When Lindsey Buckingham committed accidental plagiarism

Plagiarism is a scourge in the world of pop music. The deliberate and calculated efforts to make modern songs all sound the same are usually reserved for the darkest corners of the music industry, as record executives use algorithms and computers to determine the tracks least likely to offend and most likely to get stuck in your head. Even before the 21st century, deliberately taking riffs and basslines without proper credit was frowned upon, if not an entirely frequent occurrence. However, for Lindsey Buckingham, it was an entirely accidental happening.

As one of the pivotal members of Fleetwood Mac, Buckingham has been rightly heralded as one of the foremost rock guitarists of his generation. A powerhouse performer, built out of classic rock and blues with a definitive punk edge, Buckingham would transform the style of Fleetwood Mac when he and his then-partner Stevie Nicks joined the group in 1975.

### Supplied material
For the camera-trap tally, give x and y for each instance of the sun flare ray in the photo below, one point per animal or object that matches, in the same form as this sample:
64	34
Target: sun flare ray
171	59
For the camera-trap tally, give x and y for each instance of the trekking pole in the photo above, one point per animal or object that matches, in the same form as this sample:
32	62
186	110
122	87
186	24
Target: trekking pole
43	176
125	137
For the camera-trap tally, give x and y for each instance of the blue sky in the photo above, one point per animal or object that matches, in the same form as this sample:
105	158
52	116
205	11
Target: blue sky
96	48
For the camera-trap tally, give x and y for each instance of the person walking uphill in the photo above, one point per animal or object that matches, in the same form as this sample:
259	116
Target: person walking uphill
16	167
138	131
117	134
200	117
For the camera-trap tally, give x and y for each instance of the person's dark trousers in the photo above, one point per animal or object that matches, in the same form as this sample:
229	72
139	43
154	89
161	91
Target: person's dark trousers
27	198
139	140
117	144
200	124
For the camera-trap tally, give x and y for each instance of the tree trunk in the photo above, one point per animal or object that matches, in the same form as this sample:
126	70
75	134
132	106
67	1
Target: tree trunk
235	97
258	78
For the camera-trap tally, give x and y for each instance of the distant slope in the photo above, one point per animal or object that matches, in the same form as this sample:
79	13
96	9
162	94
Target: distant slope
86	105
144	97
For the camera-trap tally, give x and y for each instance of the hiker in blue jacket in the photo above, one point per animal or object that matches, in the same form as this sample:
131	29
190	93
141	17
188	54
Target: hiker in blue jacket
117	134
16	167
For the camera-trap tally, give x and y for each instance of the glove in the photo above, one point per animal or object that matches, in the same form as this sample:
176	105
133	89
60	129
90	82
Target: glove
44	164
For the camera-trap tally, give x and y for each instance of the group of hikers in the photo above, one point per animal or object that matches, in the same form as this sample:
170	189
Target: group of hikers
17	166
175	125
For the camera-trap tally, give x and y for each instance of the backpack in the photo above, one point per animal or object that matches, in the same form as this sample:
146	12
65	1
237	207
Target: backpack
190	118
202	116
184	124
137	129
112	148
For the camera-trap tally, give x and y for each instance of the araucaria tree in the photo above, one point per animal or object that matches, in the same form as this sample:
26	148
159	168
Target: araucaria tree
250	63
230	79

### Exercise goal
Repeat everything in the article on Lindsey Buckingham's accidental plagiarism from "As one of the pivotal" down to "group in 1975.". Rely only on the text about Lindsey Buckingham's accidental plagiarism and set aside the material.

### Solution for this exercise
As one of the pivotal members of Fleetwood Mac, Buckingham has been rightly heralded as one of the foremost rock guitarists of his generation. A powerhouse performer, built out of classic rock and blues with a definitive punk edge, Buckingham would transform the style of Fleetwood Mac when he and his then-partner Stevie Nicks joined the group in 1975.